- Written task:
Return every entry exactly as written.

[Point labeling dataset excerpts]

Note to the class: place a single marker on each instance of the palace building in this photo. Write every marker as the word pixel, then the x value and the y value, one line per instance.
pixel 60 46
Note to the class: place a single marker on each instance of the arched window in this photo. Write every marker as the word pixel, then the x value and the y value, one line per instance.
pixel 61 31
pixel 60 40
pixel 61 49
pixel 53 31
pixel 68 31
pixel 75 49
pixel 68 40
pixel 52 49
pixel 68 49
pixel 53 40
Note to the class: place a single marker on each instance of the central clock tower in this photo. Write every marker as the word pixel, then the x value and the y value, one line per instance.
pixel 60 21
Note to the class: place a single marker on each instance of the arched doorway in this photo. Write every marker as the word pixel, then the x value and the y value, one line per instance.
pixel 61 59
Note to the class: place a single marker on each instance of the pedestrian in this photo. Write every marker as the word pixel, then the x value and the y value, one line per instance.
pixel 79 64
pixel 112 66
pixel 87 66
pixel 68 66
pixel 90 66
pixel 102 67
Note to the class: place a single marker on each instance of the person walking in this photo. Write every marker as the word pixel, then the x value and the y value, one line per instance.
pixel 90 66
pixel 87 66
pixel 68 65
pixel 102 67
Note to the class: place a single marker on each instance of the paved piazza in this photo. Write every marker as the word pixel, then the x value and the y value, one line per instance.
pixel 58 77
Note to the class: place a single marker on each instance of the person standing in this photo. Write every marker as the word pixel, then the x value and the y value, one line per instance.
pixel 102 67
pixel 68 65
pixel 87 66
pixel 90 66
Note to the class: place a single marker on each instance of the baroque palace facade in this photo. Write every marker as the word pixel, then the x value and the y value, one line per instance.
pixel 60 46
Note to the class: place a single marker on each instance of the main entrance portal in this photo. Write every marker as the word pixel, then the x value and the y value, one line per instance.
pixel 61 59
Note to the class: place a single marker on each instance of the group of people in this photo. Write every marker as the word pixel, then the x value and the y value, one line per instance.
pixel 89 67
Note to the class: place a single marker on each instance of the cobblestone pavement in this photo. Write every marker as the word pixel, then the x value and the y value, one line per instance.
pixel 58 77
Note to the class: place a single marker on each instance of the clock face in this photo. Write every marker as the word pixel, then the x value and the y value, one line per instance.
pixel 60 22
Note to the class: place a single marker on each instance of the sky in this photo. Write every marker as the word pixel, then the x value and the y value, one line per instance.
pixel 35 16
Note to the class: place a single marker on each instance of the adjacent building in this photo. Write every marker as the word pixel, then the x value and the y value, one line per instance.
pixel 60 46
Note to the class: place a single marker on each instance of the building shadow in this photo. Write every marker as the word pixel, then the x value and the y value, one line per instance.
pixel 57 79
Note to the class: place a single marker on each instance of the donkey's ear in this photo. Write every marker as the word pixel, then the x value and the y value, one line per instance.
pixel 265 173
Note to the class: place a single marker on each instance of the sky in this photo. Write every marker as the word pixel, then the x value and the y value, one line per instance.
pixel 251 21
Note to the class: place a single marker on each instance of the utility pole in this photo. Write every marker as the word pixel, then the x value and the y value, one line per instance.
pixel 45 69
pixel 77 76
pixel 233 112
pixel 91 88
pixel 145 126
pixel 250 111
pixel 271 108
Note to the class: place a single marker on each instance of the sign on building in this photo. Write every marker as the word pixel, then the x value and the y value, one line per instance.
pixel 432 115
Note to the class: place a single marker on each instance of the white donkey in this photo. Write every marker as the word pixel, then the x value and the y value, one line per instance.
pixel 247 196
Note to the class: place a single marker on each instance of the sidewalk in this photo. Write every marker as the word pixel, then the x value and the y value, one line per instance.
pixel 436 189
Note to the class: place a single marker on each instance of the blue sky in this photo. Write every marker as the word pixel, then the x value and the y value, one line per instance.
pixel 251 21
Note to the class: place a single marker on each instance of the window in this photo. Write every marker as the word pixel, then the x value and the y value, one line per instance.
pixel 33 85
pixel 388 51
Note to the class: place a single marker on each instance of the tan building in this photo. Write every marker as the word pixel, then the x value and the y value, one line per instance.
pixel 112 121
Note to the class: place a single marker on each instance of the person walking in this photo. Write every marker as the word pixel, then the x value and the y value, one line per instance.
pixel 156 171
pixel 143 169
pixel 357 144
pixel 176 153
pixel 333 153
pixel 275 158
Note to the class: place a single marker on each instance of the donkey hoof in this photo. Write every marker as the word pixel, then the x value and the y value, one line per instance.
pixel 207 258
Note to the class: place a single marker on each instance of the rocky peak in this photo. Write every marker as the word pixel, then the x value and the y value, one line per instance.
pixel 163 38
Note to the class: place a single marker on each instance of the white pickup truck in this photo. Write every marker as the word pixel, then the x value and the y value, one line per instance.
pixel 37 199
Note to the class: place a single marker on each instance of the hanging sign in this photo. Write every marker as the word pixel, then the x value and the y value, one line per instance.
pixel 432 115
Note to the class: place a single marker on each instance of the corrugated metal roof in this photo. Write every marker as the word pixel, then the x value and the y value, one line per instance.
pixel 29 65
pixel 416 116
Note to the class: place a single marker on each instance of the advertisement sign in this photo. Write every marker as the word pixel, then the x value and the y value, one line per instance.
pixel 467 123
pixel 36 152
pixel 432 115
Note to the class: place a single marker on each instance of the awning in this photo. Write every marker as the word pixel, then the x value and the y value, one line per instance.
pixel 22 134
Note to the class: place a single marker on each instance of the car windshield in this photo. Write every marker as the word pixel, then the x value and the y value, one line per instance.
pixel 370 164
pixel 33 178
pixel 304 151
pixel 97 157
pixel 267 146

- Correct answer:
Note to the class: place a single marker on each instance of the palace building in this photo. Write every marker as the word pixel, then the x value and the y value, one line per instance.
pixel 60 46
Note to the class: place a single marker on each instance of the arched window in this photo. Write every marker as the word pixel, then the x value and the y value, one line per instance.
pixel 61 31
pixel 60 40
pixel 61 49
pixel 53 31
pixel 68 31
pixel 75 49
pixel 68 40
pixel 52 49
pixel 68 49
pixel 53 40
Note to the class: place a single marker on each instance of the central clock tower in this photo. Write every marker as the word pixel, then the x value and the y value, one line per instance.
pixel 60 21
Note to the class: place a single marker on each instance of the arched doorway in this photo. Write every marker as the word pixel, then the x value and the y value, one line per instance.
pixel 61 59
Note to the class: place a single marker on each instance of the pedestrian in this photo. Write every marker as the word pixel, then the x value and the y value, one line per instance.
pixel 79 64
pixel 112 66
pixel 87 66
pixel 68 66
pixel 90 66
pixel 102 67
Note to the class: place a single marker on each instance of the person walking in this photo. Write every marker as the word pixel, then the x value and the y value, one line per instance.
pixel 90 66
pixel 87 66
pixel 68 65
pixel 102 67
Note to the class: place a single marker on each instance of the paved piazza in this photo. Write every marker as the word pixel, then the x value and the y value, one line per instance.
pixel 58 77
Note to the class: place a single marker on each instance of the person standing in this photo. Write every marker as the word pixel, then the x value and the y value, one line per instance.
pixel 102 67
pixel 68 65
pixel 87 66
pixel 90 66
Note to the class: place a single marker on each instance of the baroque palace facade in this photo. Write every marker as the word pixel, then the x value and the y value, one line per instance.
pixel 60 46
Note to the class: place a single marker on each instance of the main entrance portal in this photo. Write every marker as the word pixel, then the x value and the y value, one line per instance.
pixel 61 59
Note to the class: place a single marker on each instance of the group of people in this photo. Write every marker as the word pixel, then the x value and the y value, one line per instance.
pixel 89 67
Note to the class: place a single marker on each instance of the cobblestone pavement in this photo. Write every marker as the word pixel, then the x value and the y value, one line per instance.
pixel 58 77
Note to the class: place a single marker on each instance of the clock face in this photo. Write every marker as the word pixel, then the x value and the y value, one line per instance.
pixel 60 22
Note to the class: place a single marker on each instance of the sky in this photo. Write every marker as the word pixel, then the x value and the y value, one line per instance.
pixel 35 16
Note to the class: place a single marker on each instance of the adjacent building in this photo. Write every marker as the word pixel, then the x value and the y value, one line per instance.
pixel 60 46
Note to the class: place a single marker on each instance of the building shadow in this photo. Write every marker as the word pixel, then the x value and the y value, one line per instance.
pixel 57 79
Note to the class: place a single marker on each instance of the donkey's ear in this photo. Write every marker as the word pixel, then the x value and the y value, one line per instance.
pixel 265 173
Note to the class: place a single marker on each instance of the sky in this photo. Write every marker as the word pixel, then the x value and the y value, one line per instance.
pixel 251 21
Note to the class: place a single marker on each instance of the utility pole in this photo. Write every marker as the word pixel, then the x value and the y value, one line per instance.
pixel 45 69
pixel 77 76
pixel 233 112
pixel 91 88
pixel 145 126
pixel 250 111
pixel 271 108
Note to the class: place a single marker on each instance of the sign on building in this photo. Write every marker as the word pixel, then the x value and the y value, one line per instance.
pixel 432 115
Note to the class: place a single marker on each instance of the white donkey in this photo. Write every marker as the word pixel, then the x value and the y value, one line per instance.
pixel 247 196
Note to the class: place a single marker on each instance of the sidewalk in this photo. Write every marker as the word pixel, then the x value and the y value, one line per instance.
pixel 436 189
Note to the class: place a single marker on each instance of the blue sky in this photo. Write every marker as the word pixel, then the x value and the y value, one line per instance.
pixel 251 21
Note to the class: place a single marker on each instance of the window in this photo. Write every marker as the word pixel, then the x value and the y value, one line per instance.
pixel 33 85
pixel 388 51
Note to the class: place a single marker on each instance of the tan building in this photo. Write every marker as the word pixel, then the x value and the y value, one line per instance.
pixel 112 121
Note to the class: place a single marker on each instance of the person walking in this photo. Write every marker as the word pixel, then the x value and the y value, one line per instance.
pixel 156 171
pixel 143 169
pixel 357 144
pixel 176 153
pixel 333 153
pixel 275 158
Note to the class: place a single marker on each instance of the donkey hoof in this photo. Write every marker as the word pixel, then the x value and the y value, one line per instance.
pixel 207 258
Note to the class: place a single marker on each instance of the rocky peak in this photo. Write every marker as the word pixel, then the x value and the y value, one line per instance.
pixel 163 38
Note to the class: place a single marker on each instance of the white pickup truck in this photo. Write every marker as the word pixel, then the x value and the y value, one line per instance.
pixel 37 199
Note to the class: place a single marker on each instance of the hanging sign in this photo. Write every marker as the word pixel, then the x value and the y value, one line per instance.
pixel 432 115
Note to the class: place a single marker on each instance of the corrugated metal roof in this photo. Write every marker as the word pixel, then the x value and the y value, one line per instance.
pixel 29 65
pixel 416 116
Note to the class: place a single marker on each instance of the advertisement sign in this photo. Write every marker as the word pixel, then the x value and the y value, one line per instance.
pixel 467 123
pixel 36 152
pixel 432 115
Note to the class: place a single marker on each instance of the awning in this photo. Write every marker as the word pixel, then the x value and the y value, one line per instance.
pixel 22 134
Note to the class: place a single marker on each instance of the car windshield in this photo. Write every marker as the word pixel, then the x value and the y value, one line per instance.
pixel 370 164
pixel 33 178
pixel 304 151
pixel 97 157
pixel 267 146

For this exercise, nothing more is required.